WORK ORDER:
What is needed here is an exact copy of every entry.

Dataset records
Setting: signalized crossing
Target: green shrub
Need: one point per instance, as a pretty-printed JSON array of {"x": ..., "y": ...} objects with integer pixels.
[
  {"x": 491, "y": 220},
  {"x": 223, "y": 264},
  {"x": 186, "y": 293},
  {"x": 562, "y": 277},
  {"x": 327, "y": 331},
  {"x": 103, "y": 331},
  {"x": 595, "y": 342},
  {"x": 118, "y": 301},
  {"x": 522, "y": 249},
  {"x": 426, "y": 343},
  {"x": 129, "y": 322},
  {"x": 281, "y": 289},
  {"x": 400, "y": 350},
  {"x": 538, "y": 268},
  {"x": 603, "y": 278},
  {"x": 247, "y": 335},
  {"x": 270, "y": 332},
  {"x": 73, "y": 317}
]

PROBLEM SOLUTION:
Setting: signalized crossing
Target: green shrub
Need: one point per instance, as a pretty-printed JSON array of {"x": ..., "y": ...} objects with integer pixels.
[
  {"x": 491, "y": 220},
  {"x": 223, "y": 264},
  {"x": 186, "y": 293},
  {"x": 562, "y": 277},
  {"x": 327, "y": 331},
  {"x": 103, "y": 331},
  {"x": 595, "y": 342},
  {"x": 118, "y": 301},
  {"x": 522, "y": 249},
  {"x": 426, "y": 343},
  {"x": 129, "y": 322},
  {"x": 281, "y": 289},
  {"x": 400, "y": 350},
  {"x": 538, "y": 268},
  {"x": 603, "y": 278},
  {"x": 247, "y": 335},
  {"x": 270, "y": 332},
  {"x": 73, "y": 317}
]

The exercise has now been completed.